GIVEN PROBLEM: Please find every line in the listing below that contains the word "beak" and copy each of those lines.

----------

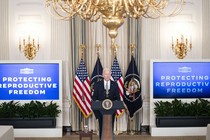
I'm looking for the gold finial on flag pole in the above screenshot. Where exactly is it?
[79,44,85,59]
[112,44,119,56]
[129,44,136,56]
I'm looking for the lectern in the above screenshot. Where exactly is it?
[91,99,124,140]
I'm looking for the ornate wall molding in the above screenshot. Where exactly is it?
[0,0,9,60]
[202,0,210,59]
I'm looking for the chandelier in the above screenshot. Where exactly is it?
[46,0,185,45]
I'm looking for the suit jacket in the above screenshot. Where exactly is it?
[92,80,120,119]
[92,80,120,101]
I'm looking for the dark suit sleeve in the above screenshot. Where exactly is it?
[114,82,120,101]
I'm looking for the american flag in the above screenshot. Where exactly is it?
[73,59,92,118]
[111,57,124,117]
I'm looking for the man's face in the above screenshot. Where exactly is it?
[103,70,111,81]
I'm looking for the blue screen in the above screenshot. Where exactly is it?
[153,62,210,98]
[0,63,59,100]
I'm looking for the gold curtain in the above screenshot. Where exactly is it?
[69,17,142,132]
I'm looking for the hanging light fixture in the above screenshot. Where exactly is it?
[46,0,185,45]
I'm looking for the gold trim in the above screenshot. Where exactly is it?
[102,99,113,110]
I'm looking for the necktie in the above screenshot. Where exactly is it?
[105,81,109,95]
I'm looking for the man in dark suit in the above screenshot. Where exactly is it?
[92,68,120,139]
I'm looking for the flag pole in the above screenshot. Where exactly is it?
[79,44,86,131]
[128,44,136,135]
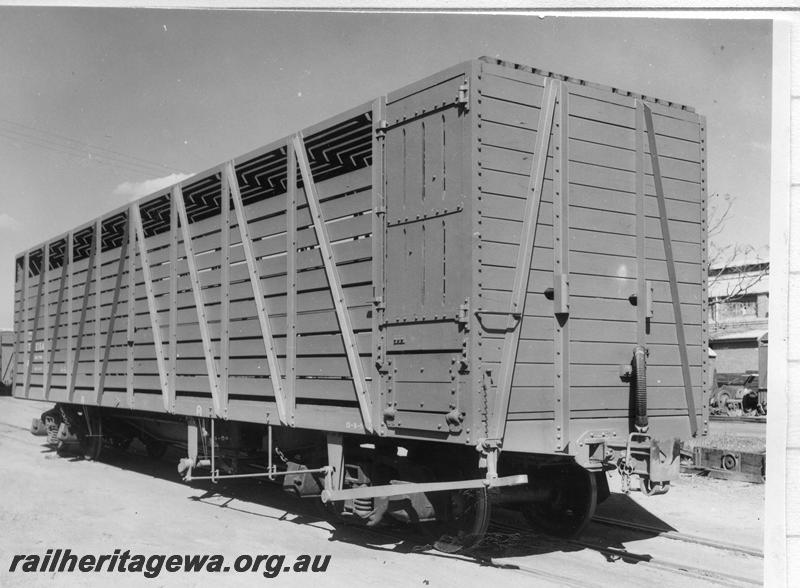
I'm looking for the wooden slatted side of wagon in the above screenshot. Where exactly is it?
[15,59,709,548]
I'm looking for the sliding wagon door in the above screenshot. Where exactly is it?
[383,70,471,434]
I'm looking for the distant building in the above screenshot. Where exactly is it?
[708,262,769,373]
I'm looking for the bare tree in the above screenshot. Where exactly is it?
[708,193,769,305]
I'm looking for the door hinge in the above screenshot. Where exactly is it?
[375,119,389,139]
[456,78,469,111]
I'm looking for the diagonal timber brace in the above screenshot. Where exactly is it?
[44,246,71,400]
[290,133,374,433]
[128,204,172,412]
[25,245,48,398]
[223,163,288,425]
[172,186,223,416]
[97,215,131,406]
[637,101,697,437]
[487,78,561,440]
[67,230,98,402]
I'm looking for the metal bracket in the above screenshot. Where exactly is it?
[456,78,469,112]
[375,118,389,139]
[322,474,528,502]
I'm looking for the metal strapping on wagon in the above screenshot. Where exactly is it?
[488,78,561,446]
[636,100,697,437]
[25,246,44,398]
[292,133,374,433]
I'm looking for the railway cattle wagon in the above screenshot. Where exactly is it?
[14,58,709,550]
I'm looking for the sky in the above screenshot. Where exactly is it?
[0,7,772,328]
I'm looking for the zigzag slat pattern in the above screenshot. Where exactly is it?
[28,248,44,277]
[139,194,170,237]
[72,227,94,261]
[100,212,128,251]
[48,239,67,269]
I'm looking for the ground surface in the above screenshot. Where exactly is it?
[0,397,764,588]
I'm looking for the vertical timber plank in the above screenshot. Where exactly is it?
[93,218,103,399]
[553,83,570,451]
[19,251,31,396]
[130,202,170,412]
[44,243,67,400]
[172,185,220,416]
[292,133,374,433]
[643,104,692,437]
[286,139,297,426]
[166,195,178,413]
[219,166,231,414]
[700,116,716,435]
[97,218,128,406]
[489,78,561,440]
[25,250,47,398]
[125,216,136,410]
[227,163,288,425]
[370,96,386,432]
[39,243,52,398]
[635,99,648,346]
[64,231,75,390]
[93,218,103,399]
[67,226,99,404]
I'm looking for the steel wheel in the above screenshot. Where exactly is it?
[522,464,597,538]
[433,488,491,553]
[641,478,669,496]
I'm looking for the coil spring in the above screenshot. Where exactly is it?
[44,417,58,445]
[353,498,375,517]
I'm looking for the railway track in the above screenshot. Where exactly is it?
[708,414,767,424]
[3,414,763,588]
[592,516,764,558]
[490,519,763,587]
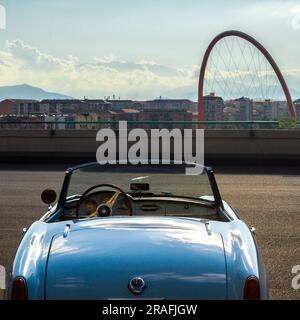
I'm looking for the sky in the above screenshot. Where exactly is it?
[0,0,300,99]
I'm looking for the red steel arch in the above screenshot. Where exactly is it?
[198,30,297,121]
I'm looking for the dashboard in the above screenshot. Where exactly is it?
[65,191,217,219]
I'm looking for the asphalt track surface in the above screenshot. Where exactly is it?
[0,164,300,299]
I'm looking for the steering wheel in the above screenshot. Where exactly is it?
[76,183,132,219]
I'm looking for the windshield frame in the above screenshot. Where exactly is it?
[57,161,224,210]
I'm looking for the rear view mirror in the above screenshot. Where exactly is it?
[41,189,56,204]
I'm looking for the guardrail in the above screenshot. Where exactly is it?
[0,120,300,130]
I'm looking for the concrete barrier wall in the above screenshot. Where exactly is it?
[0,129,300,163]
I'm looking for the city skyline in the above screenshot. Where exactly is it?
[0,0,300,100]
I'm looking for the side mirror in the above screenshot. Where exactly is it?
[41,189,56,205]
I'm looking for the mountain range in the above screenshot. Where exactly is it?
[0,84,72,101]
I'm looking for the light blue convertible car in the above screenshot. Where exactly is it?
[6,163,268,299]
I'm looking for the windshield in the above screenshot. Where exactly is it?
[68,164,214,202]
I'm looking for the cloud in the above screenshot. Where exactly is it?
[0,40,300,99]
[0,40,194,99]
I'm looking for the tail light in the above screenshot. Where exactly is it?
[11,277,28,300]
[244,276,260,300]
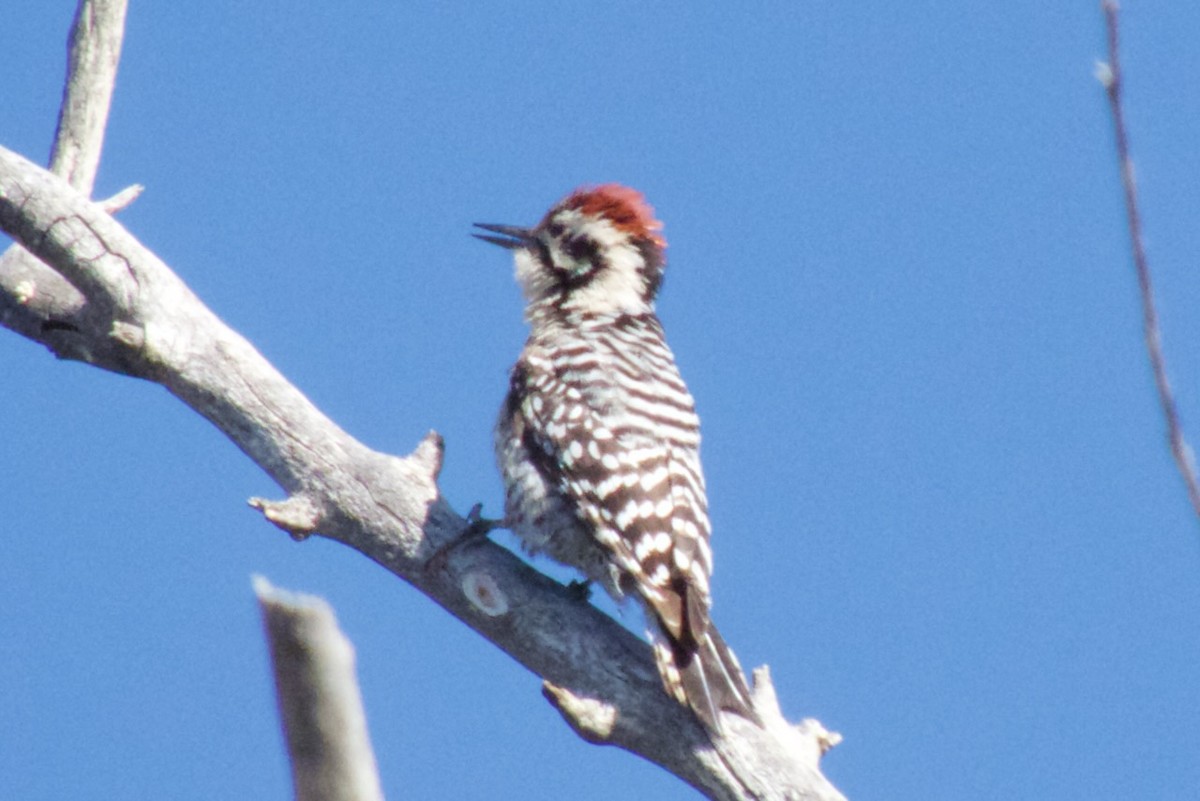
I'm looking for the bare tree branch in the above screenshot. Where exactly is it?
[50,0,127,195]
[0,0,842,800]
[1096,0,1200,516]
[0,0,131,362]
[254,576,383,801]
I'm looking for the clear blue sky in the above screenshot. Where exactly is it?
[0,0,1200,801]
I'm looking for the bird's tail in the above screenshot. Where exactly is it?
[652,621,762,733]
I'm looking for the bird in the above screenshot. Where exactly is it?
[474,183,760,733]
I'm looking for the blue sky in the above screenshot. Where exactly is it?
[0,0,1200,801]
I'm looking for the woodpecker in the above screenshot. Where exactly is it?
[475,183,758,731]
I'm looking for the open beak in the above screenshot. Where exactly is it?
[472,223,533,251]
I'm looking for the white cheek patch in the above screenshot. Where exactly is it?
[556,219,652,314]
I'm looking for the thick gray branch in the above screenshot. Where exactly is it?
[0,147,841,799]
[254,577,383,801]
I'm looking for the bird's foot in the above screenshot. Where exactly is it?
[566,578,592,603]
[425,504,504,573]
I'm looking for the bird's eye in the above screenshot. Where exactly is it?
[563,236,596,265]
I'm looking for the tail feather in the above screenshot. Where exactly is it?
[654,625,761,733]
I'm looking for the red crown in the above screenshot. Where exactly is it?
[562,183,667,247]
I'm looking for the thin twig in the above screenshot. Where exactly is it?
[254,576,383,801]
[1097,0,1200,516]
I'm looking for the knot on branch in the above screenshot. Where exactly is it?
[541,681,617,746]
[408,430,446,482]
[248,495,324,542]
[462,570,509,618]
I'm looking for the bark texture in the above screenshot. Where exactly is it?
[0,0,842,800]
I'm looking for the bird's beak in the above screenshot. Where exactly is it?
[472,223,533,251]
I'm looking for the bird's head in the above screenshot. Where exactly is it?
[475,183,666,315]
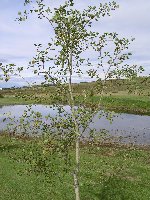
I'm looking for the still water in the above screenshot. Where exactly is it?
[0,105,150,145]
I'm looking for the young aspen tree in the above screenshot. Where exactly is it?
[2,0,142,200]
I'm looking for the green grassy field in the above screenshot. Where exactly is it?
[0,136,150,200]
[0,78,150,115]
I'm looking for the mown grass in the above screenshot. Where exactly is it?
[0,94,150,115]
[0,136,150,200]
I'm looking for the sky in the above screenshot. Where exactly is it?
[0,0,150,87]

----------

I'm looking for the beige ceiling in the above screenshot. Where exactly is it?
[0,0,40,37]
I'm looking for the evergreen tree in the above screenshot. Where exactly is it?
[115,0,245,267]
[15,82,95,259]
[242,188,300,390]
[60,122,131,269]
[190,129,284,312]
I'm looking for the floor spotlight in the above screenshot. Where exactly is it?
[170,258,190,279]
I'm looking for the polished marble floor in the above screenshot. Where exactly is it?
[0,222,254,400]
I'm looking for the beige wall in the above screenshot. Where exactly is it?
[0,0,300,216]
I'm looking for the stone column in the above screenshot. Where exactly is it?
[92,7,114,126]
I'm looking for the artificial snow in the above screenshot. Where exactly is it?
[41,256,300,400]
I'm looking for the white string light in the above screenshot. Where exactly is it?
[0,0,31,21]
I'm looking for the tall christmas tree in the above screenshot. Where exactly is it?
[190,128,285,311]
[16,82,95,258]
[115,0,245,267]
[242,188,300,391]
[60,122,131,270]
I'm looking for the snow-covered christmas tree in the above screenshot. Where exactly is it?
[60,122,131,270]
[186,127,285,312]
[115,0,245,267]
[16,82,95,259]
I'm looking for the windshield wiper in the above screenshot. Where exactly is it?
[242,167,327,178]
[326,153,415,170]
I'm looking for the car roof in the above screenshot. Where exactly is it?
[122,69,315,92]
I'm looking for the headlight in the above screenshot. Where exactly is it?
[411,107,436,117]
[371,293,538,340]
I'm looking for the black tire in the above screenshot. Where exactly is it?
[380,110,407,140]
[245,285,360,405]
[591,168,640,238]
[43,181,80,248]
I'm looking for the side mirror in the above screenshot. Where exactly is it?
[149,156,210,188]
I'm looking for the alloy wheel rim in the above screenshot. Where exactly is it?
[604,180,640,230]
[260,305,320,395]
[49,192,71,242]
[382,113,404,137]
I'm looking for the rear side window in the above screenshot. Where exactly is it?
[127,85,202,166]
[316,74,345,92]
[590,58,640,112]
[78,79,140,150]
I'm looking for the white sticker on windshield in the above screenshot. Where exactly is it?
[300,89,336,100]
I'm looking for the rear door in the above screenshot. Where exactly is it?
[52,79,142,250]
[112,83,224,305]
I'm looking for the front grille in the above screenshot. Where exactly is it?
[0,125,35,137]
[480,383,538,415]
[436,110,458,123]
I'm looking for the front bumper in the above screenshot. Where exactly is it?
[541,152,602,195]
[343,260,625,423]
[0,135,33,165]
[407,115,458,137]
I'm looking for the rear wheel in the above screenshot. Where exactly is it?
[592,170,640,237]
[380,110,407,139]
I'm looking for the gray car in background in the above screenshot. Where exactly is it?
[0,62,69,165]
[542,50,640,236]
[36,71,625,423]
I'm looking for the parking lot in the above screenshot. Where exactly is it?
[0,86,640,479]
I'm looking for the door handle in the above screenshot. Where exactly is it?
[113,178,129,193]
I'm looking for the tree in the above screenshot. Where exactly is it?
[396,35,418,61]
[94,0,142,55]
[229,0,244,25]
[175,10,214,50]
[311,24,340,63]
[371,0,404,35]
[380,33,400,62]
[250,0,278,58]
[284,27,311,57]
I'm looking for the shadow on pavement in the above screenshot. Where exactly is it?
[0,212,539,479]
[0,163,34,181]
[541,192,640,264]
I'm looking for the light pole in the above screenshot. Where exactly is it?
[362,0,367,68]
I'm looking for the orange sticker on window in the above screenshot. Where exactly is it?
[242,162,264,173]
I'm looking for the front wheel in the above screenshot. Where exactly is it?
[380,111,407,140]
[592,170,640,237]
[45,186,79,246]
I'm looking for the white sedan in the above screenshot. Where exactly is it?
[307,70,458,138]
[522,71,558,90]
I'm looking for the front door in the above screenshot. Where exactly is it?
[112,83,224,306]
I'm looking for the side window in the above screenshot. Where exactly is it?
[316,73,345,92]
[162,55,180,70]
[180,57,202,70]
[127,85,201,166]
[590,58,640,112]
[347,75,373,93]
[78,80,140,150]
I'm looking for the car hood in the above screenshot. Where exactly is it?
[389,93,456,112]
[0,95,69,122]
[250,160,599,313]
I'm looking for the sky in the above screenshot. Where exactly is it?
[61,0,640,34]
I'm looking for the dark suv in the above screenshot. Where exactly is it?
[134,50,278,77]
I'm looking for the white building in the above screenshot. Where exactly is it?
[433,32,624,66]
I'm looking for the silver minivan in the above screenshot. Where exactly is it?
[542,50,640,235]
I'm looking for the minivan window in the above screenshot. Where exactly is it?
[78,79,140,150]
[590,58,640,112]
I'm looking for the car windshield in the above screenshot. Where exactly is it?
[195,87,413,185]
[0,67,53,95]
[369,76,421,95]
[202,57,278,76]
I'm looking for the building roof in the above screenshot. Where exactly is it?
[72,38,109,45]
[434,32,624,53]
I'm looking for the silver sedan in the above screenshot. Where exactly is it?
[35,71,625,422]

----------

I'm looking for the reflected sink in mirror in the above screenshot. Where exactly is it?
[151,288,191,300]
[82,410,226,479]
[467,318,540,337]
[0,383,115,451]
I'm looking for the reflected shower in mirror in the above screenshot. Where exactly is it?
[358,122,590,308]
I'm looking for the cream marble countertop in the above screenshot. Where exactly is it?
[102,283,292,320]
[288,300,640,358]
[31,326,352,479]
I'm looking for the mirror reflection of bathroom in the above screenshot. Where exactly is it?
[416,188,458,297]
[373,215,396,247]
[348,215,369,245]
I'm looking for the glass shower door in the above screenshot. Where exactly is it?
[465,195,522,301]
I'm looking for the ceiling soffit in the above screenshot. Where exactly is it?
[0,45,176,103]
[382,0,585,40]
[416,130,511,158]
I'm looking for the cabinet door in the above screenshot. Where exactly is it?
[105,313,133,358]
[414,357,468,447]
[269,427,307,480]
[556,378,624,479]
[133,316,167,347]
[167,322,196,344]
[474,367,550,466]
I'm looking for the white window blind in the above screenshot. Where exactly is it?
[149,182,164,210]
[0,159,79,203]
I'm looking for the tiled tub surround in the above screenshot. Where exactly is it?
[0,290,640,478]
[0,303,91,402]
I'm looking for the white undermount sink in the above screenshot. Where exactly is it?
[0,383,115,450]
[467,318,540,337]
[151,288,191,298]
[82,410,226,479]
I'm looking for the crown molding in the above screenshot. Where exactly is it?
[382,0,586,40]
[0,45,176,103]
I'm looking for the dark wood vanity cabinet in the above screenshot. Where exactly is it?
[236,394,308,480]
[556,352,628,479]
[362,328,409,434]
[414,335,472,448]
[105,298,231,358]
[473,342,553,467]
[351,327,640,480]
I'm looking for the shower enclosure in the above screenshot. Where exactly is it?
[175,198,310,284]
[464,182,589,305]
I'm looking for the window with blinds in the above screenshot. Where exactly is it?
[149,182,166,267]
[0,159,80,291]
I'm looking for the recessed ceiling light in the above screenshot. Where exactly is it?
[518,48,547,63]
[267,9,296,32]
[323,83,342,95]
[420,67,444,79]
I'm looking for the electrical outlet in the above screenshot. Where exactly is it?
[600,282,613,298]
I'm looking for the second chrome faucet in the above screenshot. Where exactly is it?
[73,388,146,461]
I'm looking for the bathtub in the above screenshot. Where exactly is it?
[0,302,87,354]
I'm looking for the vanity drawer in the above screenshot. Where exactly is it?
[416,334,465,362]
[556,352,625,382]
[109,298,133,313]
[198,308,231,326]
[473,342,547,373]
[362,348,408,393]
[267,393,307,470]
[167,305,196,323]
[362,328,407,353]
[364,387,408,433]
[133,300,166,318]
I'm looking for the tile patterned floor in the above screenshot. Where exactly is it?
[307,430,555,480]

----------

RESULT OF THE EXERCISE:
I'm looking for the open beak in the above screenshot. Where exactly is it?
I'm looking for the bird's beak in the above screenshot. Where exactly is it?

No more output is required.